**** WORKING DATA ****
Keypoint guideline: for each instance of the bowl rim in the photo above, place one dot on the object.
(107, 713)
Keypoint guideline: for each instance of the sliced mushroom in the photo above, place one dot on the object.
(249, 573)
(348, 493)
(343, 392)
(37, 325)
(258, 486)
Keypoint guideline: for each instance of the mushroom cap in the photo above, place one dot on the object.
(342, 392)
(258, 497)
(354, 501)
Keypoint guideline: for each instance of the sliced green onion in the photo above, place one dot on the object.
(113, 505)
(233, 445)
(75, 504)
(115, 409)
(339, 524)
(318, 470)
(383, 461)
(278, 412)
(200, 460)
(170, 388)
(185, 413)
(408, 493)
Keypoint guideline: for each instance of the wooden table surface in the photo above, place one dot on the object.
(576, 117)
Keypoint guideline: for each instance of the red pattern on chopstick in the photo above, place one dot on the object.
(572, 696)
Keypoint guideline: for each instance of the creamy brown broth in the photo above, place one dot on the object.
****
Copy, without any change, the lines above from the one containing "Keypoint guideline: for each instance of the wooden" to the end, both ends included. Add nothing else.

Keypoint guideline: for each instance of the wooden table surface in the photo above, place one dot on the object.
(576, 117)
Keypoint guideline: for each instance of the red pattern on chopstick in the photo above, place one dot on the object.
(572, 696)
Keypoint guideline: for each instance of the creamy brown broth in the photo above, place one dot on the object.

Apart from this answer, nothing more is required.